Extract provided
_ _ _ _ _ _ _

- Disease: COVID-19
- Pathogen: SARS-CoV-2
- Location: Karnataka, India
- Index case: Bengaluru Urban
- Arrival date: 8 March 2020 (6 years, 6 months and 3 days)
- Confirmed cases: ▲2587827
- Active cases: ▼696
- Recovered: ▲2217117
- Deaths: 28679
- Fatality rate: 0%

Government website
- karunadu.karnataka.gov.in/hfw

= COVID-19 pandemic in Karnataka =

The first case of the COVID-19 pandemic in the Indian state of Karnataka was confirmed on 8 March 2020. Two days later, the state became the first in India to invoke the provisions of the Epidemic Diseases Act, 1897, which was set to last for a year, to curb the spread of the disease. As of 25 October 2022, Karnataka had 4,001,655 confirmed cases and 40,097 deaths. with 3,952,381 recoveries and 9,135 active cases.

==Timeline of events==

=== February 2020 ===

- On 24 February, an IT professional who worked at a tech park in the outskirts of Bengaluru and stayed in a PG accommodation travelled to Dubai on an assignment on 15 February and returned to Bengaluru on 20 February. He attended office for two days – 20 and 21 February. After taking the bus to Hyderabad, Telangana, his samples had tested positive on 24 February.

=== March 2020 ===
- On 8 March, an employee of Dell who traveled from Texas on 28 February via New York City and Dubai, before arriving at Bengaluru on 1 March, tested positive for coronavirus. His wife and daughter along with one of his colleagues were admitted to a hospital. The colleague showed flu-like symptoms.
- On 10 March, an employee of Mindtree came back to Bengaluru from an overseas trip. He tested positive.
- On 12 March, a 26-year-old man, an employee of Google who came from a trip to Greece, was confirmed to be positive for coronavirus, according to the state health department. In addition, his wife did not disclose their travel history and had evaded protocols while traveling back to her hometown of Agra in Uttar Pradesh. The country's first death due to coronavirus was reported from Karnataka after the state confirmed that samples of a deceased 76-year-old man from Kalaburagi were positive. The man had returned from Saudi Arabia on 29 February.
- On 15 March, the daughter of the 76-year-old man from Kalaburagi who died last week was found to have coronavirus.
- On 16 March, a 32-year-old man, who returned from the US via London earlier this month, tested positive. He had returned from the US via London on 8 March by the same flight as the patient #4 (Mindtree employee) who had tested positive.
- On 17 March, three more cases were reported – The first was a 20-year-old woman who had travelled to the United Kingdom. The second one, the 63-year-old doctor who treated the senior citizen who died recently of COVID-19 in Kalaburagi. In another case reported, a 67-year-old female resident of Bengaluru returned from Dubai via Goa on 9 March. She is a known case of chronic kidney disease.

_ _ _ _ _ _ _

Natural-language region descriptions
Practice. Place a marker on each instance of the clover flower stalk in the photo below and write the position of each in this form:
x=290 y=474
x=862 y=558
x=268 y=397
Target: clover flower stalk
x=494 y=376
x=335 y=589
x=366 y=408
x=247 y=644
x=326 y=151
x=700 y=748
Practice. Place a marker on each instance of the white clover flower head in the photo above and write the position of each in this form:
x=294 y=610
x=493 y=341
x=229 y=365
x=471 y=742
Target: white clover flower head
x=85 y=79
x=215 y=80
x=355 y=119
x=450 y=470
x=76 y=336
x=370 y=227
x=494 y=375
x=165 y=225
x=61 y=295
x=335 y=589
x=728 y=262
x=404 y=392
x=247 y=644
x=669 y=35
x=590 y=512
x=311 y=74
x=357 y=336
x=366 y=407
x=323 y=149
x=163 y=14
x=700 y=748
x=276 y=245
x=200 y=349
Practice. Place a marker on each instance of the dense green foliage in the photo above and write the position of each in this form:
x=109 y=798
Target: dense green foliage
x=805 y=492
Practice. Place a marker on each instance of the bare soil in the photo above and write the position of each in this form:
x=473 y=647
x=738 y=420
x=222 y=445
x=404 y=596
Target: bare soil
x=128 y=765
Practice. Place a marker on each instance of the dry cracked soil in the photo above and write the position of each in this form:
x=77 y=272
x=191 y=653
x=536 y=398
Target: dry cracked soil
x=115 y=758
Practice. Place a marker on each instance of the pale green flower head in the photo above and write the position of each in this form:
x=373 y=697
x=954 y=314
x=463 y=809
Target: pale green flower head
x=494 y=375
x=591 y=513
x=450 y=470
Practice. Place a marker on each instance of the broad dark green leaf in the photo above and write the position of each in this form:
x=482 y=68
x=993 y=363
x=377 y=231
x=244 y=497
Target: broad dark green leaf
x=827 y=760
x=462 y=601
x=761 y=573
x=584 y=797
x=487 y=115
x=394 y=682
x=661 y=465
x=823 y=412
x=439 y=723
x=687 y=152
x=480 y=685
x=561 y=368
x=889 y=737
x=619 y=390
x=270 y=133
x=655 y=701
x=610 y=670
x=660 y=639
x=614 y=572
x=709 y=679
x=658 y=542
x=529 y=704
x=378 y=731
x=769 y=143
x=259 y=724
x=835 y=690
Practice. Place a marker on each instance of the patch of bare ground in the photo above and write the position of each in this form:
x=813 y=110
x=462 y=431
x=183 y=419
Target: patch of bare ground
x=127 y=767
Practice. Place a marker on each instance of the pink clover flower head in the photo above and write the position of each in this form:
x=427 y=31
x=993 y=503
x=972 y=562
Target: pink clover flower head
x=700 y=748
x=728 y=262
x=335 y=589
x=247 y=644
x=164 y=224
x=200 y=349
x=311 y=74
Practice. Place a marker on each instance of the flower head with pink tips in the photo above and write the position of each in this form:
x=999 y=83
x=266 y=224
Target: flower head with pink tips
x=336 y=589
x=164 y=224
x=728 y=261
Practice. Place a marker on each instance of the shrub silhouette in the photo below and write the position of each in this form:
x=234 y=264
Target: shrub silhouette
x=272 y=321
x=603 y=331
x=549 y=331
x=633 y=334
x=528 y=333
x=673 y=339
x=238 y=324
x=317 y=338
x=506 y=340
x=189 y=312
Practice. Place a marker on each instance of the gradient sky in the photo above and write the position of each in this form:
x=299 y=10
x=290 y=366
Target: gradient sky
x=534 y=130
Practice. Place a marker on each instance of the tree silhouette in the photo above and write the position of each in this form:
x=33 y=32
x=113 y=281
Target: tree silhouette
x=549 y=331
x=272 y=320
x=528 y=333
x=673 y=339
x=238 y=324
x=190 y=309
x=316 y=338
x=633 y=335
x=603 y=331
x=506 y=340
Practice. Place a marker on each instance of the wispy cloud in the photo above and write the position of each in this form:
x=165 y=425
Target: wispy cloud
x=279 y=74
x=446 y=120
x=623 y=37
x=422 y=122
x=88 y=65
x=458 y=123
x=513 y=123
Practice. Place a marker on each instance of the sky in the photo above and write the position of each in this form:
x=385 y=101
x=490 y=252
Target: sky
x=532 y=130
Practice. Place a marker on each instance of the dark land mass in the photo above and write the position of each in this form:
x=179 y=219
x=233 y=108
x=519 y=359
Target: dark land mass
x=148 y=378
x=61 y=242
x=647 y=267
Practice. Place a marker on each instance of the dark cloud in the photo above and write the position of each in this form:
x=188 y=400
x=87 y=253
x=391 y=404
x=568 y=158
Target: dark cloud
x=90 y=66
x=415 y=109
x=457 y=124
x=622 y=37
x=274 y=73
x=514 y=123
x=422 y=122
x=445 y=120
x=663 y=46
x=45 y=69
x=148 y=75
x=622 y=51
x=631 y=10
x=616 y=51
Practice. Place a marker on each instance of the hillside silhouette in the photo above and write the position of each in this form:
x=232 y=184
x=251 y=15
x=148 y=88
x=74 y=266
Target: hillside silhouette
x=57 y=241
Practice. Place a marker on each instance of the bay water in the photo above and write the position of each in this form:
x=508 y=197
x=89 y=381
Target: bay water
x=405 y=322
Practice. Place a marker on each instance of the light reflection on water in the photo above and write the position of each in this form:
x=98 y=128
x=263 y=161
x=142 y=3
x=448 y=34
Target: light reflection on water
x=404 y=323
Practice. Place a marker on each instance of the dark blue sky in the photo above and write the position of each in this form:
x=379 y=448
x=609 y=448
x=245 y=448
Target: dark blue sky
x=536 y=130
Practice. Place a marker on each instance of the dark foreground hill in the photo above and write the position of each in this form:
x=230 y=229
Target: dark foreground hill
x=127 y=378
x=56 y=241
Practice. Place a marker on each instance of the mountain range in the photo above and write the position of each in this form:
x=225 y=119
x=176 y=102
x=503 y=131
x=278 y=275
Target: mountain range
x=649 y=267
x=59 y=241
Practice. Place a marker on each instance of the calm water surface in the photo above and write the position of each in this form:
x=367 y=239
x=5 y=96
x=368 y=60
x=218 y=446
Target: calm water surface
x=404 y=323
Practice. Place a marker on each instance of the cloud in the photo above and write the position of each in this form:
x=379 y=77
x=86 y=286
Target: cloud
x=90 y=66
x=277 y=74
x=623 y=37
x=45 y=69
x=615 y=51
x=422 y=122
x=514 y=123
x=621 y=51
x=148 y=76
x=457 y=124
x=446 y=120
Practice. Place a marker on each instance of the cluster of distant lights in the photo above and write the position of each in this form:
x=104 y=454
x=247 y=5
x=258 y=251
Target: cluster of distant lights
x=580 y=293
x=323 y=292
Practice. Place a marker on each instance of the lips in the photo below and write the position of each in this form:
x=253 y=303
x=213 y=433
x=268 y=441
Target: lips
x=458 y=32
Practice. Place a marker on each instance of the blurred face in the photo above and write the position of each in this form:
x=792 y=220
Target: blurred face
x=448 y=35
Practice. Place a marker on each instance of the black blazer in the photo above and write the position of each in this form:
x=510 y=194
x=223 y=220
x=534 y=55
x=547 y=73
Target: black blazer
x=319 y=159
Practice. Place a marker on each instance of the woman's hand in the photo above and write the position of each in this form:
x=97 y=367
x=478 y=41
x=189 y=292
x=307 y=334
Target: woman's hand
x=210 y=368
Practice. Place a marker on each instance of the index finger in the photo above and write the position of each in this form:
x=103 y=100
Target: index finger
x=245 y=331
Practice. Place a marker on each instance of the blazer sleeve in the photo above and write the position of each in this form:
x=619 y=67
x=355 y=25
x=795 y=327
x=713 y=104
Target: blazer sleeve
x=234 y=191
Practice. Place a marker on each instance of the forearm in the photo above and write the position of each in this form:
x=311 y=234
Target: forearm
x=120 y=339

_ _ _ _ _ _ _

Prompt 1
In the text on COVID-19 in Karnataka, which act did the state invoke two days after its first confirmed case?
Prompt 2
Rewrite the part of the Karnataka COVID-19 text that opens with the words containing "- On 10 March, an" and closes with "on 29 February.", replacing "Greece" with "Italy".

Task output 1
The Epidemic Diseases Act, 1897.

Task output 2
- On 10 March, an employee of Mindtree came back to Bengaluru from an overseas trip. He tested positive.
- On 12 March, a 26-year-old man, an employee of Google who came from a trip to Italy, was confirmed to be positive for coronavirus, according to the state health department. In addition, his wife did not disclose their travel history and had evaded protocols while traveling back to her hometown of Agra in Uttar Pradesh. The country's first death due to coronavirus was reported from Karnataka after the state confirmed that samples of a deceased 76-year-old man from Kalaburagi were positive. The man had returned from Saudi Arabia on 29 February.